## What this task involves
In the records below, recast as a numbered list the lines from the one containing "Please identify the bride" up to and including the one containing "Target: bride", skipping any blank lines. Omit the pictures from your list.

## Stored data
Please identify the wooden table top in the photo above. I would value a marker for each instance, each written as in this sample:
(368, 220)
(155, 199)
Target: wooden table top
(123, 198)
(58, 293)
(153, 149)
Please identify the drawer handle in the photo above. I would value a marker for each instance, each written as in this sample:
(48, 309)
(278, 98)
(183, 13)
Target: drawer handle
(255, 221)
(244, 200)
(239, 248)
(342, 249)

--

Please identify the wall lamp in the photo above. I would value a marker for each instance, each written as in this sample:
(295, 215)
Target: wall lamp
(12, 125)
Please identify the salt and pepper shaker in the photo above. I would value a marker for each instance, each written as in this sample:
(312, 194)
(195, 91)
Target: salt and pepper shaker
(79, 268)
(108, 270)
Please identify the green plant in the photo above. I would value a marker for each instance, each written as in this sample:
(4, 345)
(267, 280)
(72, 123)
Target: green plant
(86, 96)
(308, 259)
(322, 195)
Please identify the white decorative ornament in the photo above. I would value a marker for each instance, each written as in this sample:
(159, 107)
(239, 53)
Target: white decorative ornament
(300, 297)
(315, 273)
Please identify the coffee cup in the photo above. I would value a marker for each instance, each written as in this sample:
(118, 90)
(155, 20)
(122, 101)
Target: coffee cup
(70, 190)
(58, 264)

--

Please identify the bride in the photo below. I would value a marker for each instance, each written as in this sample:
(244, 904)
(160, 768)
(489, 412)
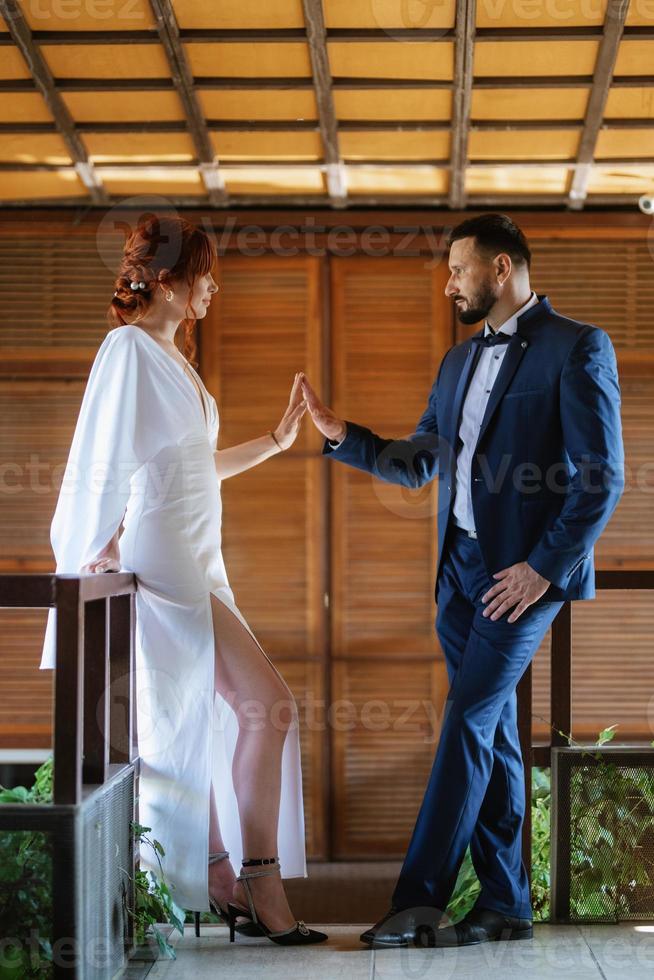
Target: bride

## Final answer
1. Please identify the bride in the photo below. I would value a marker for each instance, each written as in this sample:
2. (244, 904)
3. (160, 768)
4. (489, 412)
5. Target: bride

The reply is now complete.